The records.
'''

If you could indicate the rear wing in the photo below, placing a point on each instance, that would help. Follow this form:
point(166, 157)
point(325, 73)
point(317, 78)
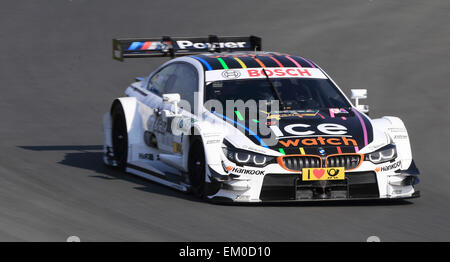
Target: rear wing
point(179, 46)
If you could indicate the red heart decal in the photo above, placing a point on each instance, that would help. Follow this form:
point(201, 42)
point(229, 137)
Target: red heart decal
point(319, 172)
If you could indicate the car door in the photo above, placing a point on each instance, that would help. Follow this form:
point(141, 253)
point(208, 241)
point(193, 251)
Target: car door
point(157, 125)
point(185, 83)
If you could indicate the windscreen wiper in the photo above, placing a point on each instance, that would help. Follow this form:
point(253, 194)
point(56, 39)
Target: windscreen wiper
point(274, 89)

'''
'''

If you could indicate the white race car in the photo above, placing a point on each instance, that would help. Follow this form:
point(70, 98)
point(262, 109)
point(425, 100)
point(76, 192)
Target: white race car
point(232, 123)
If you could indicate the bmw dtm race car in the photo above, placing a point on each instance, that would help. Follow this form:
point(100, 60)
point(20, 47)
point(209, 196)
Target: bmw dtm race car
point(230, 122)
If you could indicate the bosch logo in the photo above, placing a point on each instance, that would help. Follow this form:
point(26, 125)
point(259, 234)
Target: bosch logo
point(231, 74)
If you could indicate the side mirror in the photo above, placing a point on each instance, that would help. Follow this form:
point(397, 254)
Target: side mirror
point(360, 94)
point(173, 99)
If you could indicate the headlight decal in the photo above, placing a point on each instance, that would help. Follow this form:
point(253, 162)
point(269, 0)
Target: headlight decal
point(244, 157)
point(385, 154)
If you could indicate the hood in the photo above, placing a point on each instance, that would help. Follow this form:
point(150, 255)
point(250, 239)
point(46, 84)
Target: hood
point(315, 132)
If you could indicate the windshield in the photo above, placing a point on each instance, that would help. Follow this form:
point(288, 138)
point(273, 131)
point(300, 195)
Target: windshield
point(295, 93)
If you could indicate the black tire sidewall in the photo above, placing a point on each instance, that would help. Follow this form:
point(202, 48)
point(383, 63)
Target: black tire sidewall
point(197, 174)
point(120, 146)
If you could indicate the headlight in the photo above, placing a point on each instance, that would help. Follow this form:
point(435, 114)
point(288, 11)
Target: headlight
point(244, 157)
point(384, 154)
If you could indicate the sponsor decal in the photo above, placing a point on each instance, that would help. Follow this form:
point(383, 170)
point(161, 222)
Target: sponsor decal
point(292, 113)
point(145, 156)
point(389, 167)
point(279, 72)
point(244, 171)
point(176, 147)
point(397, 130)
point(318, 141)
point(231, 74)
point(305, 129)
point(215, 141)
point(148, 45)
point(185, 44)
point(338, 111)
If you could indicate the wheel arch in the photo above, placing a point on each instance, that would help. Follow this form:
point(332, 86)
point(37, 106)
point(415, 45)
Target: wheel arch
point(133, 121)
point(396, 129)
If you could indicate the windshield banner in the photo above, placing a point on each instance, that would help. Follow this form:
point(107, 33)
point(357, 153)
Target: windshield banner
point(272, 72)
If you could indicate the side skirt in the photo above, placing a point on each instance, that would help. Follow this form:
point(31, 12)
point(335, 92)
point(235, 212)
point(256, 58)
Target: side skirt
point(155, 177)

'''

The problem.
Set down exactly the lines of the data above, beginning with the line that has "point(100, 60)" and ending with the line that has "point(332, 86)", and no others.

Result of this exercise.
point(100, 60)
point(20, 47)
point(209, 196)
Target: bmw dtm race car
point(230, 122)
If you could indicate the bosch logo in the photo above, placing a point on each instance, that would help. Follow this form:
point(26, 125)
point(259, 234)
Target: bosch logo
point(231, 74)
If you could indicate the side mirror in the photo above, placing a point on each instance, that would help. Follow this form:
point(397, 254)
Target: side mirror
point(360, 94)
point(173, 99)
If you could indicate the headlight decal in the photo above, placing a point on each instance, that would help. Follow this form:
point(253, 162)
point(269, 0)
Target: headlight decal
point(244, 157)
point(385, 154)
If you could indicate the hood in the photo above, placing a point on each instance, that would help. Follow this form:
point(150, 255)
point(250, 239)
point(46, 84)
Target: hood
point(315, 132)
If you could indicate the windshield in the photo above, placing a point on each instance, that would help. Follow this form:
point(288, 138)
point(273, 131)
point(300, 195)
Target: windshield
point(295, 93)
If you could indicate the black tire sidewall in the photo above, placing a point on each instance, that would help. Follow this form:
point(202, 48)
point(383, 63)
Target: black tire sidewall
point(197, 174)
point(120, 146)
If you could indicate the headlight in the photo above, placing a point on each instance, that would help. Follow this form:
point(435, 114)
point(288, 11)
Target: headlight
point(244, 157)
point(384, 154)
If you could indicate the sponsor decal in the photo above, placing a point on each instance, that would help. Follow this form:
point(383, 170)
point(161, 222)
Target: sponsor decal
point(292, 113)
point(145, 156)
point(389, 167)
point(279, 72)
point(244, 171)
point(176, 147)
point(397, 130)
point(318, 141)
point(231, 74)
point(305, 129)
point(215, 141)
point(148, 45)
point(185, 44)
point(338, 111)
If you could indicate the wheel arch in the photo above, placing a point on each instance, that would help. Follow this form:
point(332, 86)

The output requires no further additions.